◆ Document passage:
If you are a post-menopausal woman with high cholesterol, your doctor will almost certainly recommend cholesterol-lowering medication or statins. And it just might kill you. A new study in the Archives of Internal Medicine found that statins increase the risk of getting diabetes by 71 percent in post-menopausal women. Since diabetes is a major cause of heart disease, this study calls into question current recommendations and guidelines from most professional medical associations and physicians. The recommendation for women to take statins to prevent heart attacks (called primary prevention) may do more harm than good.
Statins have been proven to prevent second heart attacks, but not first heart attacks. Take it if you already have had one, but beware if your doctor recommends it for you if have never had a heart attack.
This current study adds to an increasing body of literature questioning the benefits of statins, while highlighting their potential risks.
New Study Shows 48 Percent Risk of Diabetes in Women Who Take Statins
This study examined the data from the large government sponsored study called the Women's Health Initiative, the same study that disabused us of the idea that Premarin prevented heart attacks in postmenopausal women.
In fact, based on this randomized controlled trial, estrogen replacement therapy, once considered the gold standard of medical care for the prevention of heart disease, was relegated to the trash bin of history joining medicine's many other fallen heroes including DES, Thalidomide, Vioxx, Avandia and more.
In this new study researchers reviewed the effect of statin prescriptions in a group of 153,840 women without diabetes and with an average age of 63.2 years. About 7 percent of women reported taking statin medication between 1993 and 1996. Today there are many, many more women taking statin medications, thus many more are at risk from harm from statins.

◆ Data section:
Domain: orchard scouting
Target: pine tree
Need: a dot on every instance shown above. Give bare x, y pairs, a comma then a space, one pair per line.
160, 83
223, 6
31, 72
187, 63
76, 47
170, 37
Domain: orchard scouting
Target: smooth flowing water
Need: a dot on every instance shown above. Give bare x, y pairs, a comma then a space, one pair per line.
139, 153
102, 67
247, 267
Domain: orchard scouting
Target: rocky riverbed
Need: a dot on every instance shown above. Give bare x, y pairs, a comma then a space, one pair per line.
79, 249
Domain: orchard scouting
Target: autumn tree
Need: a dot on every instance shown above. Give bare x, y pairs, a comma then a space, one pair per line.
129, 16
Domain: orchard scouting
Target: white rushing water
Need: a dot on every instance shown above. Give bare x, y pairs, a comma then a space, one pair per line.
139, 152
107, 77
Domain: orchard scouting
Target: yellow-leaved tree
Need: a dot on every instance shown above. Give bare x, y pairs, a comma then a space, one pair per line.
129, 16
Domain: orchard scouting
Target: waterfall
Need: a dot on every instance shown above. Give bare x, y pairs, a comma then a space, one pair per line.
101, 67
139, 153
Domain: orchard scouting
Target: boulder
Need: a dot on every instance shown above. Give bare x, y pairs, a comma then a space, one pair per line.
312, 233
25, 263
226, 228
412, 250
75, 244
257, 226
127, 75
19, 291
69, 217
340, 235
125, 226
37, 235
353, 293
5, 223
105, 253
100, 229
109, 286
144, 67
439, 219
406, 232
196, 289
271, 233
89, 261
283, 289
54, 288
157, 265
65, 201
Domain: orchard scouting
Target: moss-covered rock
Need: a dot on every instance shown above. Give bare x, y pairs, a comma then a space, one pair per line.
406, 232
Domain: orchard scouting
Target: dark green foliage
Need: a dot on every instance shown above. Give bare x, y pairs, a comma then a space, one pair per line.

◆ Work request 1:
Summarize the article on statins and diabetes in exactly two sentences.
◆ Work request 2:
From the article on statins and diabetes, extract everything from "Statins have been" down to "a heart attack.".

◆ Task response 1:
A new study drawing on data from the Women's Health Initiative found that statins increase the risk of diabetes in post-menopausal women, which calls into question recommendations that women take them to prevent heart attacks. Statins have been proven to prevent second heart attacks but not first ones, and the study adds to a growing body of literature that questions their benefits while highlighting their potential risks.

◆ Task response 2:
Statins have been proven to prevent second heart attacks, but not first heart attacks. Take it if you already have had one, but beware if your doctor recommends it for you if have never had a heart attack.